#### [Written exercise]
List each line below that contains the string 'single', copying the whole line. Case counts.

#### [Listed records]

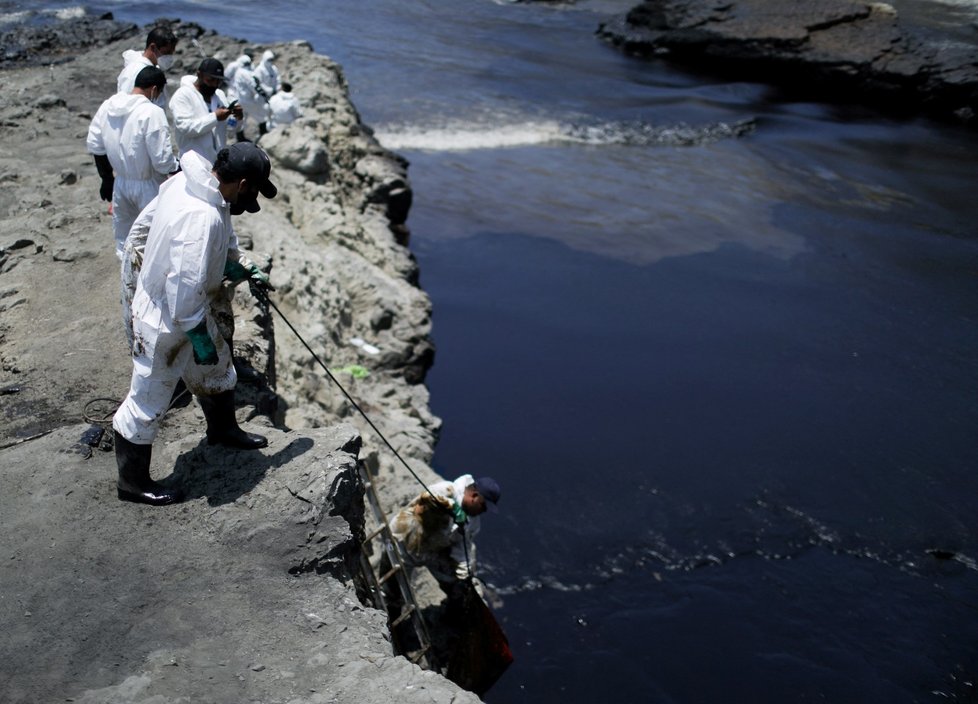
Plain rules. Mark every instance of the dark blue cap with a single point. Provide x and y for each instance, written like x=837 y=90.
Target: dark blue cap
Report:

* * *

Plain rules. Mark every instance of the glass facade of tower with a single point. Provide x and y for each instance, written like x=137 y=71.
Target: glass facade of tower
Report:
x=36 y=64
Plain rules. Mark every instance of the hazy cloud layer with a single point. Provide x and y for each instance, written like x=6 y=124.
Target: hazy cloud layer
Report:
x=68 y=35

--

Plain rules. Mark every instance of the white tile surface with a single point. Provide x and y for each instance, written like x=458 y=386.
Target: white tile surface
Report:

#### [Answer for this exercise]
Plain rules. Mark every instance of the dark blue cap with a single point. Provide x and y for each instance, written like x=837 y=90.
Plain rules. Mark every instance of the glass facade of tower with a single point. Provide x and y for each instance, written like x=137 y=71.
Plain rules. Mark every instance of the hazy cloud layer with a single point. Provide x and y for each instance, written like x=6 y=124.
Plain rules. Mark every instance of the white tile surface with a single point. Provide x and y for each instance, written like x=458 y=386.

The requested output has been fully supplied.